↓

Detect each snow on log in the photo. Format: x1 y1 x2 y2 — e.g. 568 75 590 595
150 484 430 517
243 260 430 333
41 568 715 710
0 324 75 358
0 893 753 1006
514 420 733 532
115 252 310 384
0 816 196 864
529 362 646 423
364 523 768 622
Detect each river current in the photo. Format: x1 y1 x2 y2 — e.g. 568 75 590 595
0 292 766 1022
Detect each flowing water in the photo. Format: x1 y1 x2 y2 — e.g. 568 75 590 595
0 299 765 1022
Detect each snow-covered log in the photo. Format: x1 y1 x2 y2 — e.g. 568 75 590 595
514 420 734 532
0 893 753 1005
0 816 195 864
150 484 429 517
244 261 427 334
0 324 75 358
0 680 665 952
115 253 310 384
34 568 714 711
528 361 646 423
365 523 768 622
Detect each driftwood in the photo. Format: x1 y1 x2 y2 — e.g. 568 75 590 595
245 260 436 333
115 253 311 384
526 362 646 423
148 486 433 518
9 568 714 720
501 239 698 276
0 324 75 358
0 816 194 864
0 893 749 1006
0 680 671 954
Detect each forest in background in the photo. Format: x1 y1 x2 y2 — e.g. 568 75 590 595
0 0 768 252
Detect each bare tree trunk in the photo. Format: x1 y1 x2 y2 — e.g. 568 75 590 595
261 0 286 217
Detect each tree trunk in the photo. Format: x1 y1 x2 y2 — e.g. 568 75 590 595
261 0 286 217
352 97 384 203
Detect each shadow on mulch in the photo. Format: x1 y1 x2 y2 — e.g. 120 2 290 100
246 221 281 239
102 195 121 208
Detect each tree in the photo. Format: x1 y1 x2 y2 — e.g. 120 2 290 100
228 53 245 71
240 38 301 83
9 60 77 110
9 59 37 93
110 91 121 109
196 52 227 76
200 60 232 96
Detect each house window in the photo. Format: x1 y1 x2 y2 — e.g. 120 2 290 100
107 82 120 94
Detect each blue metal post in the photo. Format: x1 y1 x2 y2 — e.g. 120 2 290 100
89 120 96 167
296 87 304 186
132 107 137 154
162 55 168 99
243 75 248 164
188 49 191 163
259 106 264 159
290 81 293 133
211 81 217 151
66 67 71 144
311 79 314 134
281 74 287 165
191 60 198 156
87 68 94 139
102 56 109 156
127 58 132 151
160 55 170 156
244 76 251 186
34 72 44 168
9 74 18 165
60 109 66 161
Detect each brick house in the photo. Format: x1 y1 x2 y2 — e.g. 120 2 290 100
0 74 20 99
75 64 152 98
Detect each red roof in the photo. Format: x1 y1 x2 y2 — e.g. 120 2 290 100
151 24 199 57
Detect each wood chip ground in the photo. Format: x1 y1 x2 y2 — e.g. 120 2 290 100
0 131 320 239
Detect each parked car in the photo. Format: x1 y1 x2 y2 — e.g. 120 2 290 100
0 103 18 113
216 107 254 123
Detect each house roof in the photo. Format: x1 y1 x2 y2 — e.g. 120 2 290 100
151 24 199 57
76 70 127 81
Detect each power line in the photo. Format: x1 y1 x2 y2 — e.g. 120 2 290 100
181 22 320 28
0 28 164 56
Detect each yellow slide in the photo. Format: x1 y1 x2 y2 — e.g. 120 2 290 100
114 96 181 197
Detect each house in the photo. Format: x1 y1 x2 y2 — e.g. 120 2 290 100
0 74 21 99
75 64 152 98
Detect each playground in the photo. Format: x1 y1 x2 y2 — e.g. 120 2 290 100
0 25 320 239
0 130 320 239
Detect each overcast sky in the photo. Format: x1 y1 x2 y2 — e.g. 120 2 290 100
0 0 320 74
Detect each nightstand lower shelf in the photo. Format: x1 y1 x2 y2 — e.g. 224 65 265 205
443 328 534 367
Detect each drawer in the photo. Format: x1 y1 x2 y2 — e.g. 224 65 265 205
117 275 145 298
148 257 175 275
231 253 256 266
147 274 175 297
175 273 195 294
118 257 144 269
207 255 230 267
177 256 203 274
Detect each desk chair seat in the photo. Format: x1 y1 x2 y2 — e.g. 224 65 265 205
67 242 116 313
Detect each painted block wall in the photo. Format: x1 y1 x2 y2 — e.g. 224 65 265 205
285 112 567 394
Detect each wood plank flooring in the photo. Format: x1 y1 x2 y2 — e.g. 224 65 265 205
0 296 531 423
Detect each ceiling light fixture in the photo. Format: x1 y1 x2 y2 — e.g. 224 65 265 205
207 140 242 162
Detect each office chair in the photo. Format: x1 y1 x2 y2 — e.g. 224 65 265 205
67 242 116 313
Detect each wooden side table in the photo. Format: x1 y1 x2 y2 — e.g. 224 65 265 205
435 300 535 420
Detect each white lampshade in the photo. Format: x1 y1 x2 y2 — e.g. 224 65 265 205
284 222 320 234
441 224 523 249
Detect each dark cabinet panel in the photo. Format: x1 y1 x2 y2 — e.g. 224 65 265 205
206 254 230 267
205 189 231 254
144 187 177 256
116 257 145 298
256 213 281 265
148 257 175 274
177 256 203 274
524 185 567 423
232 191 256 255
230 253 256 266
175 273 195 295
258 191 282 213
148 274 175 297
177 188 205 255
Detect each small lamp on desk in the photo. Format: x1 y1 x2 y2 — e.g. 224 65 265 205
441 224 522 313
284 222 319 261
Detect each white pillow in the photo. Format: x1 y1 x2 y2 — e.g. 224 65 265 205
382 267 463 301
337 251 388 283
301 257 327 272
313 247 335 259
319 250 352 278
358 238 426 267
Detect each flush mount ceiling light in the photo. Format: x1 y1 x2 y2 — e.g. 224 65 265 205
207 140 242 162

↑

What is required: Please copy out all of the records above, line for line, without changing a single character.

Solution:
Detect each snow on log in the photo. Format: x1 y1 x2 y2 — e.g. 568 75 590 595
150 484 430 517
243 260 430 333
41 568 715 710
0 324 75 358
0 893 753 1006
514 420 733 532
115 252 310 384
0 816 196 864
529 362 646 423
364 523 768 622
Detect each river current in the photo. Format: x1 y1 x2 y2 — e.g. 568 75 590 595
0 292 766 1022
Detect each flowing water in the photo. Format: x1 y1 x2 y2 — e.g. 568 75 590 595
0 299 765 1022
Detect each snow-covered log in the photo. Format: x1 y1 x2 y2 — e.g. 568 75 590 595
514 420 734 532
0 893 753 1005
0 816 195 864
150 484 429 517
244 261 427 334
0 324 75 358
0 680 665 952
115 253 310 384
34 568 714 711
528 361 646 423
365 523 768 622
Detect each driftwood in the photo. Format: x1 y1 x2 y2 — e.g. 568 75 590 595
245 260 436 333
115 253 311 384
526 362 646 423
148 486 433 518
9 568 714 720
501 239 698 276
0 324 75 358
0 816 194 864
0 893 749 1006
0 680 671 954
Detect each forest in background in the photo. Format: x1 y1 x2 y2 — e.g. 568 75 590 595
0 0 768 252
Detect each bare tree trunk in the photo. Format: x1 y1 x2 y2 — e.g. 568 75 590 595
261 0 286 217
Detect each tree trunk in the photo. Format: x1 y1 x2 y2 — e.g. 568 75 590 595
261 0 286 217
352 97 384 203
Detect each shadow on mulch in the photo. Format: x1 y1 x2 y2 — e.g. 120 2 290 100
246 221 281 239
102 195 121 208
Detect each tree in the photo. Format: x1 y1 x2 y2 — e.g. 120 2 290 100
228 53 245 71
240 38 301 83
9 60 77 110
9 59 37 93
110 91 121 109
196 52 227 76
200 60 232 96
Detect each house window in the photo. Format: x1 y1 x2 y2 — e.g. 120 2 290 100
107 82 120 94
Detect each blue metal post in the photo. Format: x1 y1 x2 y2 — e.g. 120 2 290 100
89 120 96 167
296 87 304 186
132 107 137 154
162 55 168 99
243 75 248 164
188 49 191 163
259 106 264 159
290 81 293 133
211 81 217 151
66 67 71 144
311 79 314 134
281 74 287 165
191 60 198 156
87 68 94 139
102 56 109 156
127 58 132 151
160 55 170 156
244 76 251 186
34 72 44 168
9 74 18 165
60 109 66 161
Detect each brick house in the photo. Format: x1 y1 x2 y2 — e.g. 120 2 290 100
0 74 20 99
75 64 152 98
Detect each red roof in the photo. Format: x1 y1 x2 y2 — e.g. 120 2 290 100
151 24 199 57
Detect each wood chip ground in the photo. Format: x1 y1 x2 y2 — e.g. 120 2 290 100
0 131 320 239
Detect each parked car in the photo. Format: x1 y1 x2 y2 — e.g. 120 2 290 100
0 103 18 113
216 107 254 123
Detect each house roof in the photo. Format: x1 y1 x2 y2 — e.g. 120 2 290 100
151 24 199 57
76 70 127 81
Detect each power line in the photo. Format: x1 y1 x2 y2 — e.g. 120 2 290 100
181 22 320 28
0 28 164 56
Detect each yellow slide in the photo. Format: x1 y1 x2 y2 — e.g. 120 2 290 100
114 96 181 197
Detect each house in the photo. Format: x1 y1 x2 y2 — e.g. 120 2 290 100
0 74 21 99
75 64 152 98
Detect each playground in the photo. Format: x1 y1 x2 y2 — e.g. 120 2 290 100
0 25 320 239
0 130 320 239
Detect each overcast sky in the photo. Format: x1 y1 x2 y2 — e.g. 120 2 290 100
0 0 320 74
Detect each nightstand lower shelf in the photo. Format: x1 y1 x2 y2 — e.g. 224 65 265 205
443 328 534 367
Detect each drawer in the photo. Format: x1 y1 x2 y2 — e.g. 224 65 265 205
117 275 145 298
148 257 175 275
231 253 256 266
147 274 175 297
175 273 195 294
118 257 144 269
207 255 230 267
177 256 203 274
Detect each desk chair seat in the photo. Format: x1 y1 x2 y2 — e.g. 224 65 265 205
67 242 116 313
Detect each painted block wall in the photo. Format: x1 y1 x2 y2 — e.g. 224 65 265 205
285 112 567 394
Detect each wood plank flooring in the photo. Format: x1 y1 x2 y2 — e.g. 224 65 265 205
0 296 531 423
Detect each ceiling light fixture in the photo. Format: x1 y1 x2 y2 — e.g. 224 65 265 205
207 140 242 162
Detect each office chair in the photo. Format: x1 y1 x2 y2 — e.g. 224 65 265 205
67 242 116 313
Detect each wooden side table in the photo. Format: x1 y1 x2 y2 — e.g. 224 65 265 205
435 300 535 420
Detect each white lampshade in the photo. Format: x1 y1 x2 y2 — e.g. 224 65 265 205
284 222 320 234
441 224 523 249
Detect each dark cabinet panel in the photo. Format: x1 y1 x2 y2 — e.g. 224 65 265 205
206 254 230 267
205 189 231 254
144 187 177 256
116 257 145 298
256 213 281 265
148 257 175 274
177 256 203 274
524 185 567 423
232 191 256 255
230 253 256 266
175 273 195 295
258 191 282 213
148 274 175 297
177 188 205 255
Detect each small lamp on desk in the photo. Format: x1 y1 x2 y2 — e.g. 224 65 265 205
441 224 522 313
284 222 319 261
Detect each white pillow in the photo. Format: x1 y1 x2 y2 — e.g. 224 65 265 205
382 267 463 301
337 251 388 283
301 257 327 272
313 247 335 259
319 250 352 278
358 238 426 267
Detect each flush mount ceiling light in the photo. Format: x1 y1 x2 y2 — e.g. 224 65 265 205
207 140 242 162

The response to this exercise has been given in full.